EXERCISE TASKS:
**1)** In the slides on building Web3 apps on Google Cloud, rewrite the passage from "Why Google Cloud" to "our data pipeline.", putting "Google Cloud Platform" wherever "GCP" appears.
**2)** Continue the slides on building Web3 apps on Google Cloud, starting after their final line.

EXCERPT TO READ:
Building Scalable
Web3
Applications on
Google Cloud
Sri Lanka
What is Web3?
● A quick recap: Decentralized, user-owned, built on blockchains (e.g.,
Ethereum).
● Core components: Smart Contracts, On-Chain Events, Transactions.
The Problem with On-Chain Data
● Blockchains are a slow "database." Direct querying for complex dApp front-
ends is inefficient and often impossible.
● dApps need fast, reliable, and indexed access to both real-time and historical
on-chain data.
Why Google Cloud for Decentralized Apps?
● We're not putting the blockchain on GCP. We're building a highly performant
off-chain infrastructure layer to support our on-chain logic.
● Gain scalability, reliability, advanced data processing, and security that are
difficult to achieve otherwise.
The Web3 Challenge &
The Cloud Opportunity
1. The Core Architecture: An overview of our data pipeline.
2. Listening to the Chain: Connecting to the blockchain with Infura.
3. Ingesting Events: Decoupling services with Pub/Sub.
4. Processing & Caching: The role of workers and Memorystore.
5. Choosing Your Database: Storing data in Cloud SQL, Firestore, &
BigQuery.
6. Serving Your dApp: Building a scalable API on GKE.
7. Putting It All Together: A complete, scalable Kubernetes architecture.
Workshop Agenda
System Architecture
What is Infura?
● A Blockchain Node Provider. It gives us a reliable API (HTTP & WebSocket) endpoint to
communicate with a blockchain network without running our own node.
Listening for Events
● We use a WebSocket connection to an Infura gateway.
● This allows us to subscribe to specific smart contract events in real-time.
● Example: Subscribing to a Transfer event on an ERC-20 token contract.
The "Listener" Service
● A simple, lightweight microservice whose only job is to maintain this WebSocket
connection and receive events.
● Once an event is received, it immediately passes it on for processing.
Step 1 - Listening to the Chain with Infura
The Problem:
What if your listener service crashes? What if event processing is slow? You'll lose events and create a
bottleneck.
Solution: Google Cloud Pub/Sub
● A fully-managed, real-time messaging service.
● Our Listener becomes a Publisher: It receives an event from Infura and immediately publishes it to a
Pub/Sub "topic". Its job is done.
● This decouples event ingestion from event processing, ensuring no data is lost.
● It acts as a buffer, smoothing out traffic spikes.
Step 2 - Decoupling with Event Handlers (Pub/Sub)
Step 2 - Decoupling with Event Handlers (Pub/Sub)
The "Worker" Service
● A separate microservice that subscribes to the
Pub/Sub topic.
● Its job is to pull events from the queue and
perform the heavy lifting:
○ Decode event data.
○ Enrich data by calling other APIs.
○ Format data for storage in a database.

DATA:
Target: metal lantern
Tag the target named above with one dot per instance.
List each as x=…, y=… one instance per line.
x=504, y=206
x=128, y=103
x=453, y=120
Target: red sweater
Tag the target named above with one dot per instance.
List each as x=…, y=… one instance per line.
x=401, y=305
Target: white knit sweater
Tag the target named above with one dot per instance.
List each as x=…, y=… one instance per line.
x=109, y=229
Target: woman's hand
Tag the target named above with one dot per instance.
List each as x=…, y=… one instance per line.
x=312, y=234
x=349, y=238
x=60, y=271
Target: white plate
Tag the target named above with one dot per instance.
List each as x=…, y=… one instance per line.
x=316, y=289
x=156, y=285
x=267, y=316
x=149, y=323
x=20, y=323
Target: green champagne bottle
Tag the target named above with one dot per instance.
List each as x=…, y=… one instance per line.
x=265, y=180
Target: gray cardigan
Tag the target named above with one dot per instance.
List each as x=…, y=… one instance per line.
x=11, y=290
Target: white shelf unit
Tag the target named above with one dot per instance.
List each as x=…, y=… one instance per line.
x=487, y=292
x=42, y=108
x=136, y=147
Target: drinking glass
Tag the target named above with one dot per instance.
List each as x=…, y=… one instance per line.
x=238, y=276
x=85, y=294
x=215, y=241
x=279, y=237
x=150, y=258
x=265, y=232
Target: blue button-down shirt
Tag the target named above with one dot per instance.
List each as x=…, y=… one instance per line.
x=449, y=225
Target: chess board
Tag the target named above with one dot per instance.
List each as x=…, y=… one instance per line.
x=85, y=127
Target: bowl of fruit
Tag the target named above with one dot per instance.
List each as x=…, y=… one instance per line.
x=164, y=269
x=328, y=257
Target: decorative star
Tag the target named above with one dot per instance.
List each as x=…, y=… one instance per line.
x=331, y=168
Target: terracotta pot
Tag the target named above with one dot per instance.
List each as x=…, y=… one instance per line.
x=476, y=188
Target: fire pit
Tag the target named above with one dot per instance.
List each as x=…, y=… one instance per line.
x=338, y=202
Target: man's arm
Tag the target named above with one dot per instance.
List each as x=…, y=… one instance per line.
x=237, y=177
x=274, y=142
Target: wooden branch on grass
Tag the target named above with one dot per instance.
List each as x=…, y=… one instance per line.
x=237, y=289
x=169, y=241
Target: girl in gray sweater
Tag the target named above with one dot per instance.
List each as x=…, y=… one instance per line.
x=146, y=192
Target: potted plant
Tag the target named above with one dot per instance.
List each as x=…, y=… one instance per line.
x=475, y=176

RESULTS OF THE TASKS:
**1)**
Why Google Cloud for Decentralized Apps?
● We're not putting the blockchain on Google Cloud Platform. We're building a highly performant
off-chain infrastructure layer to support our on-chain logic.
● Gain scalability, reliability, advanced data processing, and security that are
difficult to achieve otherwise.
The Web3 Challenge &
The Cloud Opportunity
1. The Core Architecture: An overview of our data pipeline.

**2)**
Step 3 - Processing Events with Workers & Caching
Caching with Memorystore for Redis
● Before hitting a database, we can use an in-
memory cache for ultra-fast operations.
● Why Cache?
○ Deduplication: Block reorgs can cause
duplicate events. Use Redis to check if an
event has already been processed.
○ Session Data: Store temporary user data.
○ Rate Limiting: Control access to
resources.
There's no single best database; use the right tool for the job.
Cloud SQL (Managed PostgreSQL/MySQL)
● Use for: Structured, relational data.
● Web3 Example: Storing user profiles, transaction histories with clear relationships,
financial ledgers.
Firestore (NoSQL Document DB)
● Use for: Flexible, semi-structured data; real-time front-end updates.
● Web3 Example: Storing NFT metadata (attributes can vary), user-specific settings, activity
feeds.
BigQuery (Serverless Data Warehouse)
● Use for: Large-scale analytics on all your blockchain data.
● Web3 Example: Analyzing token velocity, finding top NFT holders, tracking DeFi protocol
health. Workers can stream all processed events directly into BigQuery.
Step 4 - Choosing the Right Google
Cloud Database
Why Kubernetes?
● We have multiple microservices (listeners, workers, API). Kubernetes is perfect for
orchestrating them.
● Google Kubernetes Engine (GKE) is Google's managed Kubernetes service.
Key Benefits for Web3:
● Auto-scaling: Automatically add or remove service replicas (pods) based on load. If your
Pub/Sub queue gets long, GKE can automatically spin up more worker pods.
● Resilience: If a pod crashes, GKE automatically restarts it.
● Resource Management: Efficiently pack your services onto Compute Engine VMs (your
GKE nodes). You can choose different VM types (e.g., e2-standard for APIs, n2-high-cpu
for compute-heavy workers).
A Scalable Kubernetes-Based
Architecture (GKE)
This is how we organize our services inside a GKE cluster for maximum scalability and
security.
1. The Event Listener Deployment
● A set of pods running the listener code.
● Only needs outbound internet access to connect to Infura.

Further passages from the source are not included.